Aim of the task. In the blog post, what did the demonstrators' T-shirts say?

Document.
Switzerlady

English housewife and mother in Switzerland. Needs meaningful occupation to prevent life of crime.

Friday, April 06, 2007

Stitt of Liverpool

Slavery. It is easy to be an old cynic. When I saw pictures of the demonstrators looking glum with T-Shirts reading "so sorry," I felt a mixture of annoyance and toe-curling embarrassment on their behalf. Empty gesture, I thought. It was horrible but a long time ago, I thought. Why not do some real campaigning where slavery still exists, I thought. And if you have time - lose that beard and those sandals.

With the annoyance and embarrassment, though, guilt also crept in. So what if people wanted to say sorry for slavery? Why didn't I think it was that important? Did I think it had nothing to do with me?

Lying in my bed, thinking randomly about this (and other things, like what happens next in Grey's Anatomy) I remembered an 19th century portrait that used to hang in our house when I was a kid. It was of a serious, dark-haired, wealthy looking-man. "Stitt of Liverpool" was his name, and it was my name too until I got married.

Recorded information.
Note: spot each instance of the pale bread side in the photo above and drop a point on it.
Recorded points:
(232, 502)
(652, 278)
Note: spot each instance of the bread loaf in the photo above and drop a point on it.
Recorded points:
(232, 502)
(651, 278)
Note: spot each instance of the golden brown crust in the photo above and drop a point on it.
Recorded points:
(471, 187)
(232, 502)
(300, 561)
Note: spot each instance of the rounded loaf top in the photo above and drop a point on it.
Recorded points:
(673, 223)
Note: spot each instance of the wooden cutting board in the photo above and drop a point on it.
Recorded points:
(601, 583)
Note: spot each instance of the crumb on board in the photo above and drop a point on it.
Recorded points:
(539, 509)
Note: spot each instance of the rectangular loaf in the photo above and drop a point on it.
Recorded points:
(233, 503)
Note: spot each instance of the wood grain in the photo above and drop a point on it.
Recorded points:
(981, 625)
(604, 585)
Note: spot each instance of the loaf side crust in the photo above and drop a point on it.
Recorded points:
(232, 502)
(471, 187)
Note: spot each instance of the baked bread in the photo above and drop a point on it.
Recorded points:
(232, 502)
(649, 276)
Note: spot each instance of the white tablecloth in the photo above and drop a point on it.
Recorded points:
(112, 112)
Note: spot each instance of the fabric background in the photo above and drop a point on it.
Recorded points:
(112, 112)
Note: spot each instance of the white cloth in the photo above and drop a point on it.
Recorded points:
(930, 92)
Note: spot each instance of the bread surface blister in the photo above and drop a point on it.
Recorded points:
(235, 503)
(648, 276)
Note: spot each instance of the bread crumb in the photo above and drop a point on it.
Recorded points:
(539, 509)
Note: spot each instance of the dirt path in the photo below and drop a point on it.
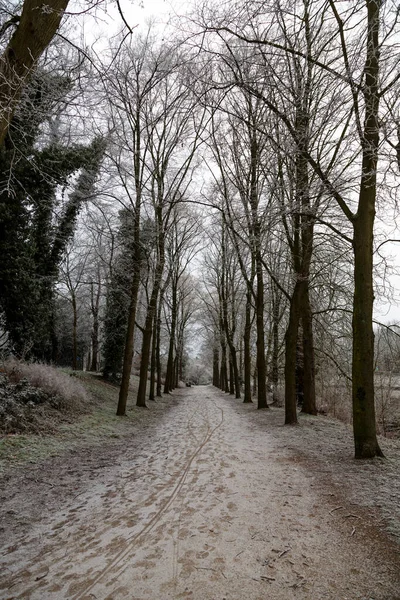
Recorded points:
(205, 504)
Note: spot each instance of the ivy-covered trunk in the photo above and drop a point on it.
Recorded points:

The response. "so sorry"